[Records for this task — start]
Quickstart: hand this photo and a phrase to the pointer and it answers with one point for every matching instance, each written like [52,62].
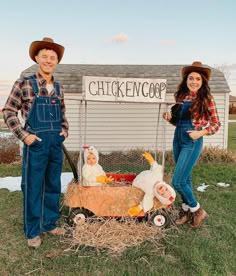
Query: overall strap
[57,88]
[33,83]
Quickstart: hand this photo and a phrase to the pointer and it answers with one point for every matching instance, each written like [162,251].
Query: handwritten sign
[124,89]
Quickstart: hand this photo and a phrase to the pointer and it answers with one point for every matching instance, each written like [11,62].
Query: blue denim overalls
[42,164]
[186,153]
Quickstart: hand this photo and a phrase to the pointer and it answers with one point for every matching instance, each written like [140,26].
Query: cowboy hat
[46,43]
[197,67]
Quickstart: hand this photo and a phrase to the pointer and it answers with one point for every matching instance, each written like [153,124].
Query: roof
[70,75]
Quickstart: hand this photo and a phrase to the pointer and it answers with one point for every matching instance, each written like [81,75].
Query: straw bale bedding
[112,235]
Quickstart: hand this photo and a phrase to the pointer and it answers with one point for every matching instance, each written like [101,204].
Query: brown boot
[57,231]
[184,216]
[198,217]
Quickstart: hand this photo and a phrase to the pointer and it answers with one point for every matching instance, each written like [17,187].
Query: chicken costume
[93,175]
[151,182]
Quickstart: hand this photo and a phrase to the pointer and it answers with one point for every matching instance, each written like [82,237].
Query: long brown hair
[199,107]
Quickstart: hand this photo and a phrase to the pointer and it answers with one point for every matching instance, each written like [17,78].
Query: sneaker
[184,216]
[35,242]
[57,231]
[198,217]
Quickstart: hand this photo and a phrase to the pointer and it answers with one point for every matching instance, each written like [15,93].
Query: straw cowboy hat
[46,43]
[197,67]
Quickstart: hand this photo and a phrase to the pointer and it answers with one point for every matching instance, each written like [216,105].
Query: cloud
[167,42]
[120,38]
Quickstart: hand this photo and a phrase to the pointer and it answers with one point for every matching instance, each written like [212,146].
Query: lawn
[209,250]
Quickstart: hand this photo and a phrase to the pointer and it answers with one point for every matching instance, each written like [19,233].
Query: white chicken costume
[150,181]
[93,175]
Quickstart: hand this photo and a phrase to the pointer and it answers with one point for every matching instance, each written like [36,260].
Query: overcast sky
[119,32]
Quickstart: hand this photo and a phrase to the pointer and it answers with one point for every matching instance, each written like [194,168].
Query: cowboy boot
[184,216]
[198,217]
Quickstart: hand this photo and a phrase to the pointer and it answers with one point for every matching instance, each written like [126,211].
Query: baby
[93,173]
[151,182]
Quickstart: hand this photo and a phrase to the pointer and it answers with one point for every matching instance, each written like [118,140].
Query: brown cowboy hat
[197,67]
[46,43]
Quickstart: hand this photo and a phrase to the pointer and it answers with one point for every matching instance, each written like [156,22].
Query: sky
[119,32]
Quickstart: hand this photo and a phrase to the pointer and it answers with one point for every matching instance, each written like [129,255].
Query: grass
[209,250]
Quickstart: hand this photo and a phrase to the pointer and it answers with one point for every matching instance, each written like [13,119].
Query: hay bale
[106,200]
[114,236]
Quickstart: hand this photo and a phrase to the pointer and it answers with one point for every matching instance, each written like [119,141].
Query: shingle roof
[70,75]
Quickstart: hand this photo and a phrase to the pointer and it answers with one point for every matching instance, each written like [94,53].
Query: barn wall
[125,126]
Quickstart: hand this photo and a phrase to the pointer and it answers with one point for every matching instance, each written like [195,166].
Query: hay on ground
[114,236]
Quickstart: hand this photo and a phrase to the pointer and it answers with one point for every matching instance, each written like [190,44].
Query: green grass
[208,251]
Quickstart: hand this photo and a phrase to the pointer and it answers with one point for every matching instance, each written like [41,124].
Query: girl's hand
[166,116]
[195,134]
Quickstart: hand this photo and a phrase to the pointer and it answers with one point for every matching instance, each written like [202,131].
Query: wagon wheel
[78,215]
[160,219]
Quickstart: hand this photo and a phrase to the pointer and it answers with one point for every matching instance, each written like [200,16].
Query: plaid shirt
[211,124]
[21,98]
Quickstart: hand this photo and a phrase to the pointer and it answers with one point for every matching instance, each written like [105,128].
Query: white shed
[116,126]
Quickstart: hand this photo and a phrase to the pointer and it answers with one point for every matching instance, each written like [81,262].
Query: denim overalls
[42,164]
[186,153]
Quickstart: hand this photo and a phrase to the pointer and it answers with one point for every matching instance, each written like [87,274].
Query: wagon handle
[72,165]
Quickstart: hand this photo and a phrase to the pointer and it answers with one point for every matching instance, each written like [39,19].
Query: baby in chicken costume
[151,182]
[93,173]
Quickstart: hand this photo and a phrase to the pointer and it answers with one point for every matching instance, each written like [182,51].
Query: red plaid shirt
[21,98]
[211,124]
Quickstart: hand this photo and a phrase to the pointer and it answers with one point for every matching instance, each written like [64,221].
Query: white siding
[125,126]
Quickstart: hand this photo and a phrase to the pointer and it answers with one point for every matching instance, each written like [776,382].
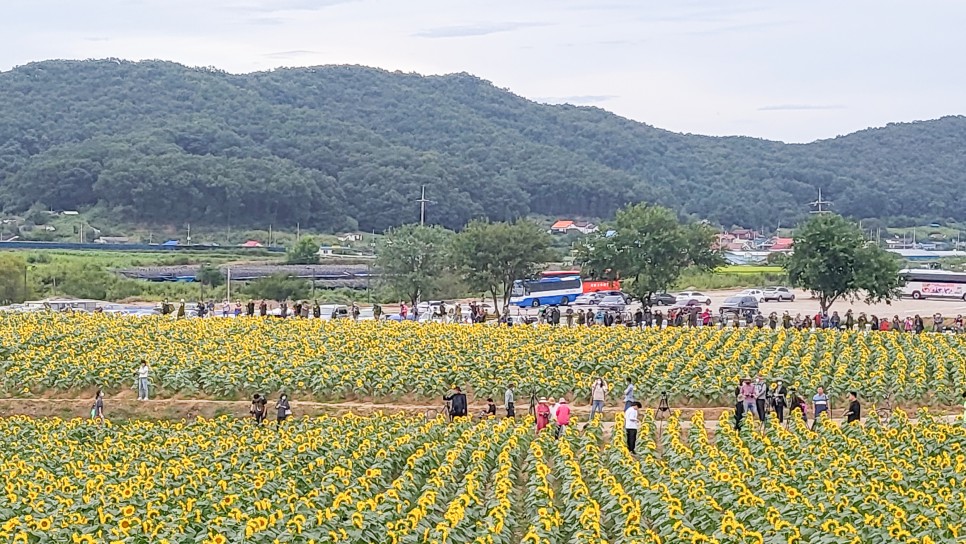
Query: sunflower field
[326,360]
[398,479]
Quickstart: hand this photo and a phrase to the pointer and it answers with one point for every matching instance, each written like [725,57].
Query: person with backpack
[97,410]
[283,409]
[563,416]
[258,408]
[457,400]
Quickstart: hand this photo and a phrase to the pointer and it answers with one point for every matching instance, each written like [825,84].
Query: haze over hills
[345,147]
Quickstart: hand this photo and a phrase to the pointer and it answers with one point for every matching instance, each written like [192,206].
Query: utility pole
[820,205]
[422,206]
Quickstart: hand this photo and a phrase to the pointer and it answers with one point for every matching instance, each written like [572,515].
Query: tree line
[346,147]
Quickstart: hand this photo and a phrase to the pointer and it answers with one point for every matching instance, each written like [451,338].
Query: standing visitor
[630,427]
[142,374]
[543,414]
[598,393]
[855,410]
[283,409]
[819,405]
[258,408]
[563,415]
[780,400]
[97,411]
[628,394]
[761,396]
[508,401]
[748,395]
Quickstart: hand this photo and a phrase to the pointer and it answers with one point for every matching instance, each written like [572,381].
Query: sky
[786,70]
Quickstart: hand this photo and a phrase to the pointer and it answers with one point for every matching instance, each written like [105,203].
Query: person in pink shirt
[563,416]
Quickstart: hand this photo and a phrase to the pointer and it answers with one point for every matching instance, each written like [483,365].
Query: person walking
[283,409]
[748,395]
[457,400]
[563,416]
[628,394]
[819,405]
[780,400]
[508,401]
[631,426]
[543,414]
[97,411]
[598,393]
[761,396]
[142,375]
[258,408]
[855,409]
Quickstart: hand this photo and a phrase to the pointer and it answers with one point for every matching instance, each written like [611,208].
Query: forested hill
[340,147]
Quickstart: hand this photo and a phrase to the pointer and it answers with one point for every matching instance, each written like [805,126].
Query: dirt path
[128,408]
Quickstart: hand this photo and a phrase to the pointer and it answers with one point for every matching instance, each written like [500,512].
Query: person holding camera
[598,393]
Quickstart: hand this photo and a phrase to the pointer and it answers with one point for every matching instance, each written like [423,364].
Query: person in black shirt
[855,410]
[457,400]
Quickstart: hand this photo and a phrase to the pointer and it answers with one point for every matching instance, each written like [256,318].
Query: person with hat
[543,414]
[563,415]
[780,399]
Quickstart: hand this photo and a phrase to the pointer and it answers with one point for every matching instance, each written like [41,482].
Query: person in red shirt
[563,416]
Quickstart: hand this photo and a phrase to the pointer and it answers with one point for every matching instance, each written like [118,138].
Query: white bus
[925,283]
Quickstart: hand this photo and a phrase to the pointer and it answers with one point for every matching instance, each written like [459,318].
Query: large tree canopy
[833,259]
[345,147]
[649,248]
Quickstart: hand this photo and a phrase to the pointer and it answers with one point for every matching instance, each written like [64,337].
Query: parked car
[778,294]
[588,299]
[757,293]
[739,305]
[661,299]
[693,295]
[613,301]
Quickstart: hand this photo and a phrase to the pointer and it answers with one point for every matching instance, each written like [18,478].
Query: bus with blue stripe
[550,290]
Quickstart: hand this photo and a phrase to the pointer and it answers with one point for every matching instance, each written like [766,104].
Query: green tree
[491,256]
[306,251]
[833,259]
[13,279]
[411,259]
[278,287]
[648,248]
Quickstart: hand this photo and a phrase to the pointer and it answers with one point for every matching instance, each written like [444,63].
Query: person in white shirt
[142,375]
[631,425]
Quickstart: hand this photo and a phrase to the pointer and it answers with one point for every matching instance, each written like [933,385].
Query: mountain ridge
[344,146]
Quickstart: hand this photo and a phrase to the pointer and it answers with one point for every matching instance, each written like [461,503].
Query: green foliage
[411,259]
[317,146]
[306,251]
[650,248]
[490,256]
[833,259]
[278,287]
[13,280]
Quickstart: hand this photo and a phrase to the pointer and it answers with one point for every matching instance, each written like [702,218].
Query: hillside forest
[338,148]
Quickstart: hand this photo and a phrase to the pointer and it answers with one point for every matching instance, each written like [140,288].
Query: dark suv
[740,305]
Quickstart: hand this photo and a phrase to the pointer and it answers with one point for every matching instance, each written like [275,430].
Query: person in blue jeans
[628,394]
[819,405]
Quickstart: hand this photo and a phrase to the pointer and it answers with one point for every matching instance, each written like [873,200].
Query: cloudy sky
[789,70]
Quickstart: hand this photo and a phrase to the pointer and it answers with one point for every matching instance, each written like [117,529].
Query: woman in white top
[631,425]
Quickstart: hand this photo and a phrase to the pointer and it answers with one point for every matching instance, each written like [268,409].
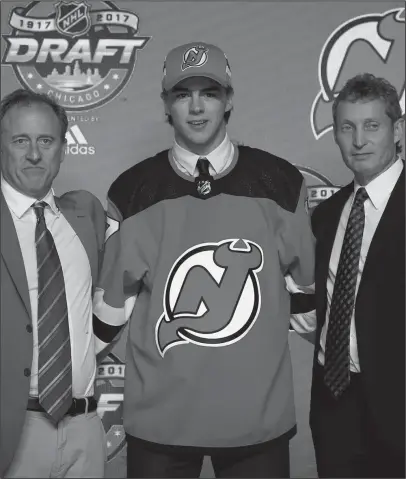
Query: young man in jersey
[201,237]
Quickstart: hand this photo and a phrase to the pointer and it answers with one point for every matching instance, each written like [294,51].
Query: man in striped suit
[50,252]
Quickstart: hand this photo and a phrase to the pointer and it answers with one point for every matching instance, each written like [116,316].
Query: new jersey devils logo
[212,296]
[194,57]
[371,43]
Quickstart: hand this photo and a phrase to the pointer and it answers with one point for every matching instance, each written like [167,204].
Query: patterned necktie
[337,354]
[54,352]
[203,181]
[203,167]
[Records for this task — finish]
> **Task brief**: Restate word for word the entries above from the line with "written like [611,208]." through the line with "written like [256,318].", inclusive, leaving out everything else.

> **Your solution**:
Quickstart: hand this photo and a phrase to the pointer and it answers with one point for every matching instance, each written like [611,208].
Query: forested hill
[340,147]
Quickstart: hand this photo and a phrase to the pointer and it answers with one point for every matching instance, each written like [805,126].
Query: dirt path
[128,408]
Quickstart: hand this photo and a phrase to the pointer and it answers with one point for every matching instance, each written like [500,512].
Query: person holding camera
[598,393]
Quickstart: hand this photo and a phrase to the pointer and it answers with one point for every matching instance, each written like [423,364].
Query: person in black shirt
[855,410]
[457,400]
Quickstart: hand this photo and a phrase to the pointer and it answers with one point for every matching instance, each written like [256,318].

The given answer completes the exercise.